> _Assigned task_: Search the records that follow and extract every line containing the string "yellow".

> _Dataset records_:
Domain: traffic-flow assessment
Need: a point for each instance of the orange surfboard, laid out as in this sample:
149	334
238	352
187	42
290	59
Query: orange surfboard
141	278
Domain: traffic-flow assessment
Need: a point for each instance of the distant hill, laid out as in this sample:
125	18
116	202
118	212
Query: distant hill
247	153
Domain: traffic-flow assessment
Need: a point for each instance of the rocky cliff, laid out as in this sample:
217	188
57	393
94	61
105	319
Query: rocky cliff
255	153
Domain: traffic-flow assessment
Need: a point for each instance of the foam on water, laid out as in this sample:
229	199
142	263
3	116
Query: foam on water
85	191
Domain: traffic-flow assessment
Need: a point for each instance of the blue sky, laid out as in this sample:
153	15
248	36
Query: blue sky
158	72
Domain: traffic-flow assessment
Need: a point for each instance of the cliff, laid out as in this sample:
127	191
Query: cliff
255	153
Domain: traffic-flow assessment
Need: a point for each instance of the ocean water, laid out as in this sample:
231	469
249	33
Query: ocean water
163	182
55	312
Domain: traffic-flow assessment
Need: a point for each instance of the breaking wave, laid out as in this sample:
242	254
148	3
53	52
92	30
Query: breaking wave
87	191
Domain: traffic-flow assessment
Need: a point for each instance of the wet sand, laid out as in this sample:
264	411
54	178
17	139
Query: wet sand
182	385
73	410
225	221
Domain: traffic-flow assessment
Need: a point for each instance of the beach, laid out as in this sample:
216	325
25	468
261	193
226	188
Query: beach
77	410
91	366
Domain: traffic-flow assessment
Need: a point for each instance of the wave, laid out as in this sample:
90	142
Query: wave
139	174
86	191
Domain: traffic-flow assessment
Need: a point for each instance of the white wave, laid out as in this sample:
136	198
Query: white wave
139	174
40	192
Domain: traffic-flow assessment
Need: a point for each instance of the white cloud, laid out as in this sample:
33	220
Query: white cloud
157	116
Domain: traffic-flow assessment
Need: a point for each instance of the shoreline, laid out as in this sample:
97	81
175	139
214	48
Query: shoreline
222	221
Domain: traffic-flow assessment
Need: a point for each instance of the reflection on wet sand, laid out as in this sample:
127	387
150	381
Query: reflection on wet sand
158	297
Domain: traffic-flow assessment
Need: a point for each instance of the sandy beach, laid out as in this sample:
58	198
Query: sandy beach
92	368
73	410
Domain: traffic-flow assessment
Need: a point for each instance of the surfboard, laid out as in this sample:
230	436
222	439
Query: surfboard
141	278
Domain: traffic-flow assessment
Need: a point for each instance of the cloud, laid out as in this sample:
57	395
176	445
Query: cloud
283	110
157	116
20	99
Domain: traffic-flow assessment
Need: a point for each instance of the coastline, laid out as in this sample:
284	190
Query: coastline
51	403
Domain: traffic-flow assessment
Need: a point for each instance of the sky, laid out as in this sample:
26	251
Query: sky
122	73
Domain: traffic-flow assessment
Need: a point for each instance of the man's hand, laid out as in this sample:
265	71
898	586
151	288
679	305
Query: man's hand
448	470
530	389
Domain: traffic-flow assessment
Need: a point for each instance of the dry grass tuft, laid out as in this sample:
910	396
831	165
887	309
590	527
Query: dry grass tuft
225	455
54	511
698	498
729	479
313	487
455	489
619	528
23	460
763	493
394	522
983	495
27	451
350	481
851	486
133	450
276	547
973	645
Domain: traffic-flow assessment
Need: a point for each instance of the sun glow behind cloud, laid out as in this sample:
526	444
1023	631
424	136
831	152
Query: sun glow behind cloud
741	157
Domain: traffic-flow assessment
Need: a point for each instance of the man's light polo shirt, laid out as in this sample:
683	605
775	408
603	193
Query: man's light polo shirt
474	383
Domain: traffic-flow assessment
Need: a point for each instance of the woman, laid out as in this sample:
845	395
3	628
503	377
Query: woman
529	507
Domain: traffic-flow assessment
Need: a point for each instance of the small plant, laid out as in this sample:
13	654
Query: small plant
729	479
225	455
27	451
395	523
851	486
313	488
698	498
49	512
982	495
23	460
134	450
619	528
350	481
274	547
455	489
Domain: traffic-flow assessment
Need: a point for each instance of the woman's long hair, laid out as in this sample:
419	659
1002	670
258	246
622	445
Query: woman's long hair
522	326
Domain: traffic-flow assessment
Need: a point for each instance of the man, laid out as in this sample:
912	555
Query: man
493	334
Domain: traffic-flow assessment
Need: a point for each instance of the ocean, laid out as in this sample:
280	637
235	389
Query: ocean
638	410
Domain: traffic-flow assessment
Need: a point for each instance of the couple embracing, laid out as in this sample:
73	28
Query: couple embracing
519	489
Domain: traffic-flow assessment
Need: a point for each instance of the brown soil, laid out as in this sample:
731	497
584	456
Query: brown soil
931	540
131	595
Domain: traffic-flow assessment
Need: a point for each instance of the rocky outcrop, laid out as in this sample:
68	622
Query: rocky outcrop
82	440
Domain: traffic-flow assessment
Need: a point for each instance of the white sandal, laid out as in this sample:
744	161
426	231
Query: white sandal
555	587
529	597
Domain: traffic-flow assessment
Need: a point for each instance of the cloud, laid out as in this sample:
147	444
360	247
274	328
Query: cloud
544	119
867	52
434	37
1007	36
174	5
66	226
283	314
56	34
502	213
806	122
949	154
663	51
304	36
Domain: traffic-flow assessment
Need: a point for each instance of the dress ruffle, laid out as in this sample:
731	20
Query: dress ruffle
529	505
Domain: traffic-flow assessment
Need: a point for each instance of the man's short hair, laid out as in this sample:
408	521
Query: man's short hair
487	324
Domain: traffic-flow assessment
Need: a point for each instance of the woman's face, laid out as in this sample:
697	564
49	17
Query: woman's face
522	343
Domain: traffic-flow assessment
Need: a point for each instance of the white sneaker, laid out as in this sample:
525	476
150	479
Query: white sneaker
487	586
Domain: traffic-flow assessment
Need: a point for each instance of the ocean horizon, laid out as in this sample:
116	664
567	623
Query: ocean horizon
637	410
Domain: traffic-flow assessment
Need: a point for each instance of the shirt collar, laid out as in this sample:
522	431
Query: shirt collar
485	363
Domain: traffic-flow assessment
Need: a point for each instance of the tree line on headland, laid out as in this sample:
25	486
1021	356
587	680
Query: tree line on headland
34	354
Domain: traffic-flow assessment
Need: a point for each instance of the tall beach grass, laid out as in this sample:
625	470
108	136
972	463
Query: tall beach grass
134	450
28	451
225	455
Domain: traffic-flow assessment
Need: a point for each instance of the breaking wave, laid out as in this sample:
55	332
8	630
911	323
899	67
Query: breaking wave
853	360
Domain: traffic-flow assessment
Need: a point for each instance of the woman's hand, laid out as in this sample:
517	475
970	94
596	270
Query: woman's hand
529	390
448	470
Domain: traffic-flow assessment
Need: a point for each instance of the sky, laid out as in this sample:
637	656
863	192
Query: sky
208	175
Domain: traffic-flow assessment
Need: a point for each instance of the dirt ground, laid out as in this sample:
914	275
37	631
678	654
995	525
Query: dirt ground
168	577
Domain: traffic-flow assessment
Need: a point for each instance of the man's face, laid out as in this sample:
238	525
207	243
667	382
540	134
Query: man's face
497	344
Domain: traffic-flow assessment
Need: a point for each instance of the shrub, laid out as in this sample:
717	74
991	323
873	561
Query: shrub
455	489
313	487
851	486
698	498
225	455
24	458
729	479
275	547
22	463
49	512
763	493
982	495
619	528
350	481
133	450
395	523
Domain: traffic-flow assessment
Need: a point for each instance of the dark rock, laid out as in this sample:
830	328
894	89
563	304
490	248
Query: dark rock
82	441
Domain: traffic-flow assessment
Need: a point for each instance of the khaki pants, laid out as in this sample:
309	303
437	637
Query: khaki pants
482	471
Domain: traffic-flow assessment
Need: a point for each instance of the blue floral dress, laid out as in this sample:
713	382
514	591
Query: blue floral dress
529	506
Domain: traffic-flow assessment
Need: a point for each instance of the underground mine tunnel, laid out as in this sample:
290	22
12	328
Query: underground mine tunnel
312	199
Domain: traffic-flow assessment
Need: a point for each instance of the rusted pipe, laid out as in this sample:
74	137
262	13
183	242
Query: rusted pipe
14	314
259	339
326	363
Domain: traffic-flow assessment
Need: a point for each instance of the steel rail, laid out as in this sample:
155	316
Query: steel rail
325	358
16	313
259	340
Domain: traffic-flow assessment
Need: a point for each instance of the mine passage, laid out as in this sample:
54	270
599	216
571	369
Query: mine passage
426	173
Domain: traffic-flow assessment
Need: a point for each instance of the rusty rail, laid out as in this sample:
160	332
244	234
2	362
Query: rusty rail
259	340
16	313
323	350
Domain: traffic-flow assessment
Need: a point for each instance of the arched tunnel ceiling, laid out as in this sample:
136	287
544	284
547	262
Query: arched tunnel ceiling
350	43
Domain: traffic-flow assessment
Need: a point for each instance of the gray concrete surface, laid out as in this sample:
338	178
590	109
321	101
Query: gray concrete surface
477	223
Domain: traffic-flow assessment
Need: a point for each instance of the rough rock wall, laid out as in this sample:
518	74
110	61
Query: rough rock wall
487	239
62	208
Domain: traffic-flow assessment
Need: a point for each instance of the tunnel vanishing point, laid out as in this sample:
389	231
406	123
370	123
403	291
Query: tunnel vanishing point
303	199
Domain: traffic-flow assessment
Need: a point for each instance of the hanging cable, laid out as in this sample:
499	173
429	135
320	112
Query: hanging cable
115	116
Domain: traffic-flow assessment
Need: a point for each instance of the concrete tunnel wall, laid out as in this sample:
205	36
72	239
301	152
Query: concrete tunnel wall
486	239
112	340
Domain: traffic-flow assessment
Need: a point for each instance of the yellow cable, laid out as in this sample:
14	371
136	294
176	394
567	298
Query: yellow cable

> _Solution to this problem_:
Need: a point for each instance of the yellow cable, laid out as in this sample:
Query: yellow cable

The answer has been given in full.